**Material to process**.
· · · · · · ·

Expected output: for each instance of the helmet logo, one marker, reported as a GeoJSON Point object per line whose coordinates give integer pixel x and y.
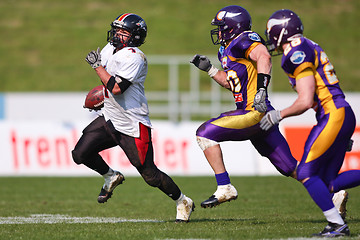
{"type": "Point", "coordinates": [253, 36]}
{"type": "Point", "coordinates": [222, 14]}
{"type": "Point", "coordinates": [297, 57]}
{"type": "Point", "coordinates": [273, 22]}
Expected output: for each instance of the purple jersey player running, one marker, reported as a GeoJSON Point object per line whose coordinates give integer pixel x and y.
{"type": "Point", "coordinates": [247, 66]}
{"type": "Point", "coordinates": [313, 77]}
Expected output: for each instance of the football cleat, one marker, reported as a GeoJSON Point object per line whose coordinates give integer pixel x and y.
{"type": "Point", "coordinates": [340, 199]}
{"type": "Point", "coordinates": [184, 208]}
{"type": "Point", "coordinates": [110, 184]}
{"type": "Point", "coordinates": [334, 230]}
{"type": "Point", "coordinates": [224, 193]}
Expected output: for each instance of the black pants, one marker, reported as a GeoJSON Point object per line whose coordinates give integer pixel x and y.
{"type": "Point", "coordinates": [100, 135]}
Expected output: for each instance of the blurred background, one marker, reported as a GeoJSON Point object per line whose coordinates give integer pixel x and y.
{"type": "Point", "coordinates": [44, 42]}
{"type": "Point", "coordinates": [45, 78]}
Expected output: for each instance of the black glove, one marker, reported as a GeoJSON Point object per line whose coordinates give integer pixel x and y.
{"type": "Point", "coordinates": [94, 58]}
{"type": "Point", "coordinates": [259, 100]}
{"type": "Point", "coordinates": [201, 62]}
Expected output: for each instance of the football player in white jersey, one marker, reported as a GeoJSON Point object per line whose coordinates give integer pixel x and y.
{"type": "Point", "coordinates": [122, 69]}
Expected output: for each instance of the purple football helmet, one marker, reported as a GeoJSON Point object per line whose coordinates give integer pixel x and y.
{"type": "Point", "coordinates": [230, 21]}
{"type": "Point", "coordinates": [283, 26]}
{"type": "Point", "coordinates": [133, 24]}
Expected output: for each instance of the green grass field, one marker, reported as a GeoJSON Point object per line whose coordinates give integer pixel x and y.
{"type": "Point", "coordinates": [44, 42]}
{"type": "Point", "coordinates": [267, 208]}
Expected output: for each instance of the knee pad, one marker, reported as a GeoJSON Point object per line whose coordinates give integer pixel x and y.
{"type": "Point", "coordinates": [205, 143]}
{"type": "Point", "coordinates": [152, 177]}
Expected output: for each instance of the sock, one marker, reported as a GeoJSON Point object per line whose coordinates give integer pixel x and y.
{"type": "Point", "coordinates": [109, 173]}
{"type": "Point", "coordinates": [180, 198]}
{"type": "Point", "coordinates": [346, 180]}
{"type": "Point", "coordinates": [222, 178]}
{"type": "Point", "coordinates": [319, 193]}
{"type": "Point", "coordinates": [332, 215]}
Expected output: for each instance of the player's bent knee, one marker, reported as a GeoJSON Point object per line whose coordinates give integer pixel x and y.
{"type": "Point", "coordinates": [205, 143]}
{"type": "Point", "coordinates": [152, 177]}
{"type": "Point", "coordinates": [76, 157]}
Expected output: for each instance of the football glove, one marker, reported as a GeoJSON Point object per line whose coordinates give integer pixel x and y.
{"type": "Point", "coordinates": [270, 119]}
{"type": "Point", "coordinates": [94, 58]}
{"type": "Point", "coordinates": [201, 62]}
{"type": "Point", "coordinates": [259, 100]}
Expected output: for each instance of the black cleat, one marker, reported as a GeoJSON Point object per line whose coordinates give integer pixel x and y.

· · · · · · ·

**Task directions**.
Would you please give the material above again, unchanged but without pictures?

**Answer for this exercise**.
Expected output: for each instance of the helmet logo, one marker, reported as a GeoJSON Point object per line whose coordinates give integer pixel x and y.
{"type": "Point", "coordinates": [253, 36]}
{"type": "Point", "coordinates": [222, 14]}
{"type": "Point", "coordinates": [297, 57]}
{"type": "Point", "coordinates": [273, 22]}
Expected output: for each instance of the purple jersey player running, one marker, reported as a GeoJSON Point object per line whose coordinates give integer pixel x and y.
{"type": "Point", "coordinates": [247, 66]}
{"type": "Point", "coordinates": [313, 77]}
Expected output: for each instance of the football cleat, one marker, reported as a GeoJSON Point object per line whose coordinates give integer pixel x and y.
{"type": "Point", "coordinates": [340, 199]}
{"type": "Point", "coordinates": [184, 208]}
{"type": "Point", "coordinates": [110, 184]}
{"type": "Point", "coordinates": [334, 230]}
{"type": "Point", "coordinates": [224, 193]}
Expected output: for each instance of the black pants, one marker, reported as a GeoJSON Point object per line whose coordinates give integer pixel x and y.
{"type": "Point", "coordinates": [100, 135]}
Expected output: for each instance of the blurred background, one marker, reported as a GeoJSON Point object per line whose coordinates give integer pixel x and y.
{"type": "Point", "coordinates": [44, 42]}
{"type": "Point", "coordinates": [45, 78]}
Expected output: for each instance of the black glove, one marker, reported as a GeoJSON Point object per line whose coordinates give integer pixel x and y.
{"type": "Point", "coordinates": [94, 58]}
{"type": "Point", "coordinates": [259, 100]}
{"type": "Point", "coordinates": [201, 62]}
Expected output: for each instance of the football player in white jersey, one marker, reported as a GeoJSON Point object per line whose coordinates give integer pixel x and y.
{"type": "Point", "coordinates": [122, 69]}
Expected output: for each instance of the purple football helmet, one marker, reported as a GeoJSON Point object per line whose coordinates give integer pixel x and y.
{"type": "Point", "coordinates": [230, 21]}
{"type": "Point", "coordinates": [283, 26]}
{"type": "Point", "coordinates": [133, 24]}
Expected output: for each instance of the green grass field, one marker, reported as a GeoJSON Point object per line whose coordinates give integer pixel x and y.
{"type": "Point", "coordinates": [44, 42]}
{"type": "Point", "coordinates": [267, 208]}
Expected output: for each instance of the knee pad, one marker, reported as a GeoJSON Point object per line whose coordinates give integer pixel x and y.
{"type": "Point", "coordinates": [205, 143]}
{"type": "Point", "coordinates": [152, 177]}
Expected output: for each instance of the sock, one marker, reported as a GeoJSON Point object per line whose coordinates give integer pixel x and y.
{"type": "Point", "coordinates": [109, 173]}
{"type": "Point", "coordinates": [180, 198]}
{"type": "Point", "coordinates": [346, 180]}
{"type": "Point", "coordinates": [222, 178]}
{"type": "Point", "coordinates": [319, 193]}
{"type": "Point", "coordinates": [332, 215]}
Expected output: for each instance of the player's bent knee, one marker, reported as a GeoJSON Point object per line whose coordinates give integer pixel x and y.
{"type": "Point", "coordinates": [205, 143]}
{"type": "Point", "coordinates": [152, 177]}
{"type": "Point", "coordinates": [76, 157]}
Expected output: for each instance of the football glove, one marker, reported as a GeoJSON Point object per line whose coordinates give integer pixel x and y.
{"type": "Point", "coordinates": [270, 119]}
{"type": "Point", "coordinates": [94, 58]}
{"type": "Point", "coordinates": [201, 62]}
{"type": "Point", "coordinates": [259, 100]}
Expected output: for each instance of the black cleat, one marker, reported as a GeoJSON Point object per line whose coordinates give integer pixel x and y.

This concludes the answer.